[EXERCISE GOAL] Print each of the following records verbatim, changing nothing in any line.

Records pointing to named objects
* * *

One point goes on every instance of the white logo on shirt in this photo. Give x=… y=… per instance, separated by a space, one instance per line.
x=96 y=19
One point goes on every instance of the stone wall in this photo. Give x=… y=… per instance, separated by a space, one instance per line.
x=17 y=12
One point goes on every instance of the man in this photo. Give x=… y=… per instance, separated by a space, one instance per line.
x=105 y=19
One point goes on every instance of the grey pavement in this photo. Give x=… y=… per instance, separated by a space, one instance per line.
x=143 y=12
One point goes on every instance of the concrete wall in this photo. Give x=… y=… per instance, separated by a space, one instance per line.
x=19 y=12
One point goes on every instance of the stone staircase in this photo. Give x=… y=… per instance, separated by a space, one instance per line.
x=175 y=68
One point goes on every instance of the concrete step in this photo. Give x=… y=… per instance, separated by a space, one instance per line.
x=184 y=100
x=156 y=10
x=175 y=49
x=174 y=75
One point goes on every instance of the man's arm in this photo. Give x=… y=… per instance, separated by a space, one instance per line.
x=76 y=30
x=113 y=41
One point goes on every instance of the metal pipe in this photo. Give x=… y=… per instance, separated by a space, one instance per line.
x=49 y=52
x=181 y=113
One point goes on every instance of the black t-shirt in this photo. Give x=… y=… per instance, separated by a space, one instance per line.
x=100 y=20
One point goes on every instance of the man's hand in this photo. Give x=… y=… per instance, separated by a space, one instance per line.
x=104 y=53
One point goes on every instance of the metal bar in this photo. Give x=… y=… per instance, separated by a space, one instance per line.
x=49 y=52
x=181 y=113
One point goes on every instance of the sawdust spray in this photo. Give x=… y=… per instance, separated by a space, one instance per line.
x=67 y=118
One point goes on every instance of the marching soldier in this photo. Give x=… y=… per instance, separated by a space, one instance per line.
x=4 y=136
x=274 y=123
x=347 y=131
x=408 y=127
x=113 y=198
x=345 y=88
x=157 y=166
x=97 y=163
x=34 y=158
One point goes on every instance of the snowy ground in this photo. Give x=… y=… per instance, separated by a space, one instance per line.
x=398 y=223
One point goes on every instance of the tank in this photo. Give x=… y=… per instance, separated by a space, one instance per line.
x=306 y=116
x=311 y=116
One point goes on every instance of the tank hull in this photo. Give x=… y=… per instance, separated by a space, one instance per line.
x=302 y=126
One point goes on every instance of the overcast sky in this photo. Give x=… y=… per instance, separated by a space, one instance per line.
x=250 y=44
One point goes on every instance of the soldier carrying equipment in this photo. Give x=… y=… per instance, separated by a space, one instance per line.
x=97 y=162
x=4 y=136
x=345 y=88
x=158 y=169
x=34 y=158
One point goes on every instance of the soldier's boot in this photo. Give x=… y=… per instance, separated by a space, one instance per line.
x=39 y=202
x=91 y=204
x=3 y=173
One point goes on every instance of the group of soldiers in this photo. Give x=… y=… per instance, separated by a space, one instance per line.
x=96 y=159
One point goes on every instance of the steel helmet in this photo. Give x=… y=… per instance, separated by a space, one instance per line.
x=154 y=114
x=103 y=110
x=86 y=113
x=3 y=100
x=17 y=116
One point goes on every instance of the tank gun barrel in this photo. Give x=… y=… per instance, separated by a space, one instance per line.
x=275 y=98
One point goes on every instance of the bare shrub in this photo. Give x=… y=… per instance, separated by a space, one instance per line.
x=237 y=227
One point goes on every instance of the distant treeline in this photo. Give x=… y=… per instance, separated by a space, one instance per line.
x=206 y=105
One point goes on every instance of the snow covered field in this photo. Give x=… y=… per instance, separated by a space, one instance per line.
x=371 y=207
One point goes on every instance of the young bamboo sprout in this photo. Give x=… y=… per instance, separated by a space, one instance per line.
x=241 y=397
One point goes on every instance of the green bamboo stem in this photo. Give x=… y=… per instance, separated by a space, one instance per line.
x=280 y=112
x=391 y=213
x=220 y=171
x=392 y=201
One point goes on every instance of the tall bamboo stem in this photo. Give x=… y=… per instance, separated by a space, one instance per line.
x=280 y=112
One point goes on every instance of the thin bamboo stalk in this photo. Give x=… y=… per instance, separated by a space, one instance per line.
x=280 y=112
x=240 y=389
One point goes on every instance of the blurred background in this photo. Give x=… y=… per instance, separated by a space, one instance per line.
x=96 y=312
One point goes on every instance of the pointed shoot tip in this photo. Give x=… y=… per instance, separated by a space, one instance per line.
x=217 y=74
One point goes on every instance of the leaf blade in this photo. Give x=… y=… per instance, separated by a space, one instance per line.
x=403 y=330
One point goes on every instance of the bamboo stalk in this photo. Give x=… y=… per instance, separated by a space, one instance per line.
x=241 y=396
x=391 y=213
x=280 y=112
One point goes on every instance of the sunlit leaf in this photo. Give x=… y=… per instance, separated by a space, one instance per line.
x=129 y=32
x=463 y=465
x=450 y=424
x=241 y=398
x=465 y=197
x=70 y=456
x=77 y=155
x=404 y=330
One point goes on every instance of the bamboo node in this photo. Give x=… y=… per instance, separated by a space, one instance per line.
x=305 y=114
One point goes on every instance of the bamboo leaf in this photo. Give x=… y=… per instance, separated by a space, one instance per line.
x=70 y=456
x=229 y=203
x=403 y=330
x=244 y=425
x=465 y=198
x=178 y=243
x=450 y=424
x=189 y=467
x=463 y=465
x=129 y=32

* * *

[TASK RESULT]
One point goes on every instance of the white logo on shirt in this photo. Give x=… y=… per instance, separated by a space, one instance per line.
x=96 y=19
One point goes on every instance of the stone wall in this photo. Give x=… y=… per instance, separated by a space, one instance per line.
x=17 y=12
One point goes on every instance of the man in this photo. Give x=… y=… per instance, separated by a space, one instance per line.
x=105 y=19
One point goes on every instance of the grey pavement in this photo. Give x=… y=… per instance, separated by a space, one instance per line.
x=143 y=12
One point goes on every instance of the concrete wall in this photo. Give x=… y=… per instance, separated by a space, one instance per line.
x=19 y=12
One point goes on every instance of the stone staircase in this photo. Give x=… y=… per instance, separated by a space, one instance per line.
x=175 y=68
One point goes on every instance of the concrete step in this photo. Give x=… y=… per instance, separated by a space, one instance per line.
x=184 y=100
x=156 y=10
x=175 y=49
x=174 y=75
One point goes on every instance of the man's arm in this photo. Give x=… y=… per instance, separated by a space, one instance per line.
x=76 y=30
x=113 y=41
One point goes on every instance of the metal pipe in this photo. Give x=… y=… per instance, separated by a space, one instance per line.
x=49 y=52
x=181 y=113
One point goes on every instance of the black t-shirt in this photo. Give x=… y=… per instance, separated by a space, one instance per line.
x=100 y=20
One point goes on every instance of the man's hand in this photo. Give x=… y=… per instance, separated by a space, one instance per line.
x=104 y=53
One point goes on every instance of the metal bar in this photo. Give x=… y=… per instance, separated by a space, one instance per line.
x=49 y=52
x=181 y=113
One point goes on every instance of the sawdust spray in this photo. Give x=… y=… per instance, separated by a space, one instance per line.
x=67 y=118
One point goes on every instance of the marching soldier in this photo. Give x=… y=… per instance, separated by a space, one instance per line.
x=4 y=136
x=274 y=123
x=347 y=131
x=408 y=127
x=113 y=198
x=345 y=88
x=157 y=166
x=97 y=163
x=34 y=158
One point goes on every instance of the snowy ground in this photo. Give x=… y=… per instance, separated by a space, one instance per line.
x=398 y=223
One point goes on every instance of the tank in this photo. Give x=… y=… per instance, separated by a space, one instance per line.
x=306 y=116
x=311 y=116
One point goes on every instance of the tank hull in this photo. Give x=… y=… per instance, separated by a space, one instance per line.
x=302 y=126
One point goes on every instance of the overcast sky in this photo. Give x=… y=… per instance, separated by a space, one instance per line.
x=250 y=44
One point goes on every instance of the soldier carrying equipment in this photo. Give x=… y=… per instance, separated by a space, one instance per line.
x=97 y=162
x=4 y=136
x=345 y=88
x=158 y=169
x=34 y=158
One point goes on every instance of the soldier's boot in this photo. Give x=… y=… per instance, separated by a space, one instance per line.
x=39 y=202
x=91 y=204
x=3 y=173
One point goes on every instance of the group of soldiers in this photo. Give x=… y=… per instance, separated by a space, one instance per line.
x=96 y=159
One point goes on every instance of the steel helmet in this photo. Give x=… y=… per instance, separated by a space, one instance per line.
x=154 y=114
x=103 y=110
x=86 y=113
x=3 y=100
x=17 y=116
One point goes on every instance of the tank gun barrel in this photo. Give x=… y=… per instance, separated by a space, one instance per line.
x=275 y=98
One point goes on every instance of the bare shrub in this photo. Give x=… y=… per instance, separated by a space, one instance per line.
x=237 y=227
One point goes on every instance of the distant treeline in this photo. Give x=… y=… per instance, separated by a space, one instance per line.
x=206 y=105
One point goes on every instance of the snow covered field in this photo. Give x=… y=… per instance, separated by a space, one instance per line.
x=371 y=207
One point goes on every instance of the young bamboo sprout in this photo. Give x=… y=… per instance, separated by a space, one instance per line.
x=241 y=397
One point goes on every instance of the green bamboo stem in this photo. Give x=… y=… per instance, separated by a space, one instance per line.
x=280 y=112
x=391 y=213
x=220 y=171
x=392 y=201
One point goes on every instance of the tall bamboo stem in this photo. Give x=… y=… per instance, separated by a space, one instance per line.
x=280 y=112
One point goes on every instance of the thin bamboo stalk in this photo. Give x=… y=… per instance, separated by a space, one instance per line.
x=280 y=112
x=240 y=389
One point goes on every instance of the blurred background in this photo. Give x=… y=… per instance, separated by a space, one instance per line.
x=96 y=312
One point goes on every instance of the pointed shoot tip in this photo. Give x=… y=… per instance, separated by a space, one instance per line.
x=217 y=74
One point goes on every instance of the leaf blade in this photo. Give x=… y=… per instance, separated by a space, one instance per line.
x=403 y=330
One point goes on every instance of the bamboo stalk in this photo. Give x=… y=… per instance, separated by a space, one instance per line.
x=241 y=396
x=391 y=213
x=280 y=112
One point goes on every instance of the sunlit leaf in this photo. Give x=… y=… per instance, separated by a space, one instance per line.
x=129 y=32
x=463 y=465
x=450 y=424
x=241 y=398
x=465 y=197
x=70 y=456
x=77 y=155
x=404 y=330
One point goes on every instance of the bamboo node in this photo. Give x=… y=… per instance, separated by a space, one instance per line.
x=305 y=114
One point goes on every instance of the bamboo leaf in this photo. Give x=… y=… per instance, separated by a space, one instance per line.
x=70 y=456
x=229 y=203
x=403 y=330
x=244 y=425
x=465 y=198
x=178 y=243
x=450 y=424
x=189 y=467
x=463 y=465
x=129 y=32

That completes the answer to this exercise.